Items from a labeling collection
++++++++++

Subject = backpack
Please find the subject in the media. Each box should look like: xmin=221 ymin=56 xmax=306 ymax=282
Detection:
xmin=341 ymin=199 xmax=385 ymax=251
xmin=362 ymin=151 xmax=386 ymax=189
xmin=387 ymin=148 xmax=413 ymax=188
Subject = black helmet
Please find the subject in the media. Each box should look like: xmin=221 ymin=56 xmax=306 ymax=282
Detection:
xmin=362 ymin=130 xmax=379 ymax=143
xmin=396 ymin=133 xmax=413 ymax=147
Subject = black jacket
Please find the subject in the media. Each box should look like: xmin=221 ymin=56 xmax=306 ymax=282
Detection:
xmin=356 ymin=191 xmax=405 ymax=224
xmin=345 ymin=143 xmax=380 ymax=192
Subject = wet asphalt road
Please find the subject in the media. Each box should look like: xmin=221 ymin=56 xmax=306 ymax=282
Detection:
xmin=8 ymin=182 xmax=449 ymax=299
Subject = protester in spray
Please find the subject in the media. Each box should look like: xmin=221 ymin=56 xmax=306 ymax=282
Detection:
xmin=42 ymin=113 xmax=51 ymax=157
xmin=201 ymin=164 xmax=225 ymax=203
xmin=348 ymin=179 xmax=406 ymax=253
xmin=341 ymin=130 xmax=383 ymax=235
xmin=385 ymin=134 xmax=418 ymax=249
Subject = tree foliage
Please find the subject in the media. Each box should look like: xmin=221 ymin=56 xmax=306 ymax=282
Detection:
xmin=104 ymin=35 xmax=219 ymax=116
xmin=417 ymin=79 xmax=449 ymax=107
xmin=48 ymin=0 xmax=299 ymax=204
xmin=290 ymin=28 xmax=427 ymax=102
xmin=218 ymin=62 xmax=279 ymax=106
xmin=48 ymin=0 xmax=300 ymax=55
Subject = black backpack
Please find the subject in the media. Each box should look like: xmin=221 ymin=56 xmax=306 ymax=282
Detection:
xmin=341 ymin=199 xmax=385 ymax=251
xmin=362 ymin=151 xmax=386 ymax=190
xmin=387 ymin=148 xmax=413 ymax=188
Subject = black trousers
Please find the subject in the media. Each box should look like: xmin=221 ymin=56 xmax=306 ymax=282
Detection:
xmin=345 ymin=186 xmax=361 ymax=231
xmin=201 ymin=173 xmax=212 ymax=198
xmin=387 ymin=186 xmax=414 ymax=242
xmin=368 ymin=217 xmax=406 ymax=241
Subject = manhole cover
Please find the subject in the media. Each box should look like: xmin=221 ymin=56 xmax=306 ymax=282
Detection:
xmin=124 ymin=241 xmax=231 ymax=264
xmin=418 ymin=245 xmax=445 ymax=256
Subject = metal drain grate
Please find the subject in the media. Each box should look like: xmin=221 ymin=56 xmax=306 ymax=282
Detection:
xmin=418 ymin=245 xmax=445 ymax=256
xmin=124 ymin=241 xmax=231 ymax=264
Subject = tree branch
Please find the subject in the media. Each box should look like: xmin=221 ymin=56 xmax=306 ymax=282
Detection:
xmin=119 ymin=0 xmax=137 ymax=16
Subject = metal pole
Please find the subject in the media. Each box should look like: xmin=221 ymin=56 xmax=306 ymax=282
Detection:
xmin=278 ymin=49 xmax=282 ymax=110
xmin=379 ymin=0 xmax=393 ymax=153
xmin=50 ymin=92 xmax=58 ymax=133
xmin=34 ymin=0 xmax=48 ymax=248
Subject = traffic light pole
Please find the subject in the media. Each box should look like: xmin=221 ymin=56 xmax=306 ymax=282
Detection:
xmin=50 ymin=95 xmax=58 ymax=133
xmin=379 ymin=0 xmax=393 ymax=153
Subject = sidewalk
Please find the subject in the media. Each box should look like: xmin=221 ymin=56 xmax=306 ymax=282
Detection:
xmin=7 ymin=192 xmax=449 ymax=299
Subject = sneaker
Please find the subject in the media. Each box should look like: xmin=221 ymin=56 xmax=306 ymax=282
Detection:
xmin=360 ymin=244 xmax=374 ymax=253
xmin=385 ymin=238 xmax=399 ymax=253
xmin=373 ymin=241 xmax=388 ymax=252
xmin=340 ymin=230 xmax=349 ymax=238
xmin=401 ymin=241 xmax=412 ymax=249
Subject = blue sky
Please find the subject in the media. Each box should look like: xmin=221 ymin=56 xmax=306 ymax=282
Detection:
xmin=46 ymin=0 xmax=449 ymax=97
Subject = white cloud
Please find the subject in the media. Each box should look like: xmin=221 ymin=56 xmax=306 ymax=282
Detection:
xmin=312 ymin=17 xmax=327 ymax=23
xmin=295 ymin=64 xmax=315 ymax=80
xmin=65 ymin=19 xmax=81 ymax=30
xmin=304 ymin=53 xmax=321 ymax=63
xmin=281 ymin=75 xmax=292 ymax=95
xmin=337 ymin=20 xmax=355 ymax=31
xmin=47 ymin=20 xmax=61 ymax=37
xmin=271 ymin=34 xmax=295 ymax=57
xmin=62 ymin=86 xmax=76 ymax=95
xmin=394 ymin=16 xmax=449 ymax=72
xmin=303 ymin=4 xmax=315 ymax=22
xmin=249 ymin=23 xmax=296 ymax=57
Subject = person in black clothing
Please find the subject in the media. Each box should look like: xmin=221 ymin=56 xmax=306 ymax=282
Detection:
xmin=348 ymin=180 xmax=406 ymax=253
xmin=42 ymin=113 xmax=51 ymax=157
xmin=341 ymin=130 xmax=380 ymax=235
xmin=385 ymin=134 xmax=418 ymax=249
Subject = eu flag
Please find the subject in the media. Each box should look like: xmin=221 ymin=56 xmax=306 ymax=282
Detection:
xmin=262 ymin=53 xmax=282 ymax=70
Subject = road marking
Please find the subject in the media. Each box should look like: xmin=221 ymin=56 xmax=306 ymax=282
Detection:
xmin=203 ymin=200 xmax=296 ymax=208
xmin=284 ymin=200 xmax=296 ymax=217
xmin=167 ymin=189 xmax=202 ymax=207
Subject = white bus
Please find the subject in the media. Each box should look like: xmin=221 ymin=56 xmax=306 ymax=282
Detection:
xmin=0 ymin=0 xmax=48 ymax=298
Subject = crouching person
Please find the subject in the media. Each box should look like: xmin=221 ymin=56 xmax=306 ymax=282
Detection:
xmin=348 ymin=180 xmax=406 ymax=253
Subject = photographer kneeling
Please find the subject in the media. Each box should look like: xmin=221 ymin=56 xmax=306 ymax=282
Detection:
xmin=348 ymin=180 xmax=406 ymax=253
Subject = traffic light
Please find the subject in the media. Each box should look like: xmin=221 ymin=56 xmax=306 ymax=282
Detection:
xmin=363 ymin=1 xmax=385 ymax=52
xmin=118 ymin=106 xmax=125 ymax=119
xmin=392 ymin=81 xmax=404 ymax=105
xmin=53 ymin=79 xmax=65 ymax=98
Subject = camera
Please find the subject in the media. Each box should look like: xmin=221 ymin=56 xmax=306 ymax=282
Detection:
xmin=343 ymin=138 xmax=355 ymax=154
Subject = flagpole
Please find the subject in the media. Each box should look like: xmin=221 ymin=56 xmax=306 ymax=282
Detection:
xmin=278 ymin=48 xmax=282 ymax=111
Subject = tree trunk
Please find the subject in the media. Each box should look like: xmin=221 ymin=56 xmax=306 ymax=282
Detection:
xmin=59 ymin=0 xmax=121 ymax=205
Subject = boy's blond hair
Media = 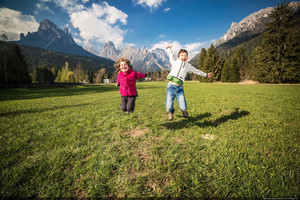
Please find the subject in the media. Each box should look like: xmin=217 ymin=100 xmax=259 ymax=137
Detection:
xmin=178 ymin=49 xmax=189 ymax=57
xmin=115 ymin=57 xmax=132 ymax=72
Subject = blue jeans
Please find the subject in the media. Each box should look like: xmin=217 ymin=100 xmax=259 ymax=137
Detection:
xmin=166 ymin=83 xmax=187 ymax=113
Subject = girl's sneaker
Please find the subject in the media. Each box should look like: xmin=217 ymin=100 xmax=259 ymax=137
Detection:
xmin=168 ymin=113 xmax=173 ymax=121
xmin=182 ymin=111 xmax=189 ymax=118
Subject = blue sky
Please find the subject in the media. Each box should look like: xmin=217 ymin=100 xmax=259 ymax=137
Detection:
xmin=0 ymin=0 xmax=290 ymax=58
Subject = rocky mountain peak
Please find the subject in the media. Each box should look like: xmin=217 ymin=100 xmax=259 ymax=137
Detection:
xmin=16 ymin=19 xmax=97 ymax=57
xmin=100 ymin=42 xmax=171 ymax=72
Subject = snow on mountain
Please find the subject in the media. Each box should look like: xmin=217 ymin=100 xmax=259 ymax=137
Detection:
xmin=100 ymin=41 xmax=171 ymax=72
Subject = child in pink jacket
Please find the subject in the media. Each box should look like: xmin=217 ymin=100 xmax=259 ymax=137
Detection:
xmin=115 ymin=58 xmax=146 ymax=114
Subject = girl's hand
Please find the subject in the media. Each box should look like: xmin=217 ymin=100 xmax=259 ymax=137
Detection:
xmin=207 ymin=72 xmax=214 ymax=78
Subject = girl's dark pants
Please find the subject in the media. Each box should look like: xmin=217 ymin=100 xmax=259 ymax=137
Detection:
xmin=121 ymin=96 xmax=136 ymax=112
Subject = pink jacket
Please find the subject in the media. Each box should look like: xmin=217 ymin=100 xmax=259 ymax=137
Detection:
xmin=117 ymin=69 xmax=146 ymax=96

++++++++++

* _Task to complete_
Copy, without changes, the lines from the one containing "Subject = snow on mountain" through the one containing "xmin=100 ymin=41 xmax=171 ymax=72".

* _Task solution_
Subject = snow on mountain
Please find the subject in the media. Each box should look like: xmin=217 ymin=100 xmax=259 ymax=137
Detection:
xmin=100 ymin=41 xmax=171 ymax=72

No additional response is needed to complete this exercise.